## TASK GOAL
Pull out every line in the data below that contains the word "fence". Case matters, so a line counts only if the letters match in upper and lower case.

## RECORDS FOR PROCESSING
======

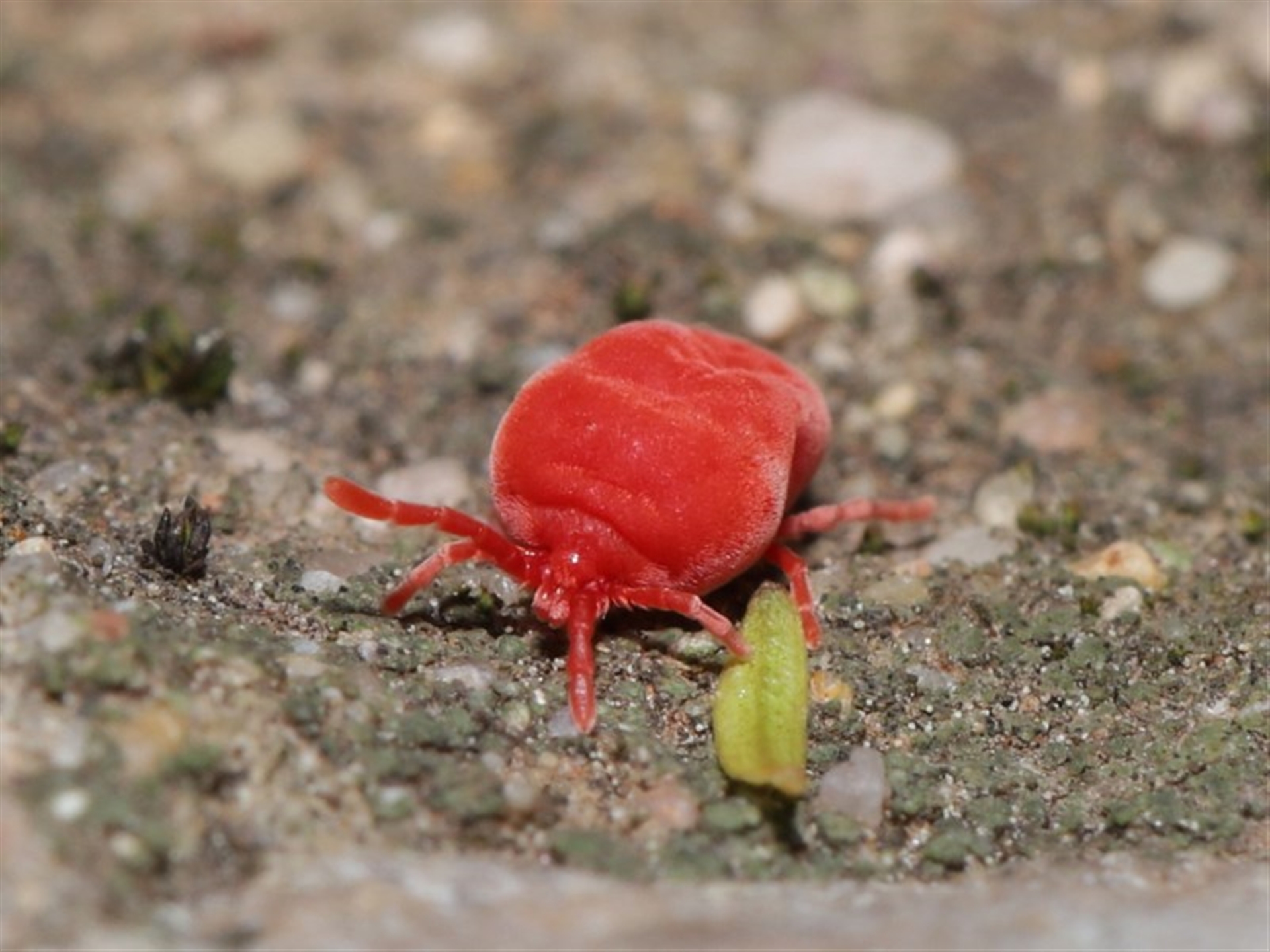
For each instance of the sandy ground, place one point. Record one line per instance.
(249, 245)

======

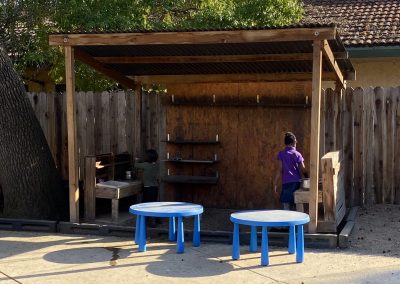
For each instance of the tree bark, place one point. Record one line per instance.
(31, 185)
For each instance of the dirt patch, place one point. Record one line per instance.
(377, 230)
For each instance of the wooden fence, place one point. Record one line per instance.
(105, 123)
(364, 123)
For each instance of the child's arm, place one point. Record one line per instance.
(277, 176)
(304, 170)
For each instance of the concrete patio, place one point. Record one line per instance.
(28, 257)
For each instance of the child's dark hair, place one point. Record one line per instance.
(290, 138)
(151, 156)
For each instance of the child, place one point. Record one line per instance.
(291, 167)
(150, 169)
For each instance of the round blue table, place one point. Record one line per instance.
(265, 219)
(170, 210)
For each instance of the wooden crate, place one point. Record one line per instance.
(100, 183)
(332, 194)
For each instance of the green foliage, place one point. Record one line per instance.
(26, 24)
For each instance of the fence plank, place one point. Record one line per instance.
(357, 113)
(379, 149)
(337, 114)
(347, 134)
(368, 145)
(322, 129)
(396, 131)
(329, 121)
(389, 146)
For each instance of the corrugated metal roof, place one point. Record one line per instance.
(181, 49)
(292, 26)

======

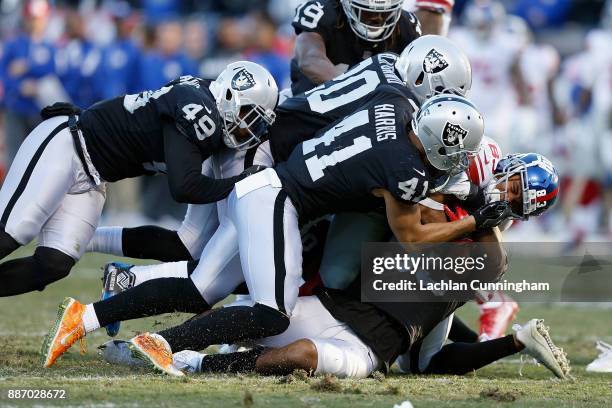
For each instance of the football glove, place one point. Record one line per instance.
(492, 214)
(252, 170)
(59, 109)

======

## WRITTEN ANSWER
For each instance of the wooden fence, place one point. Record one line per instance.
For each instance of the fence plank, place one point. Record one line per instance.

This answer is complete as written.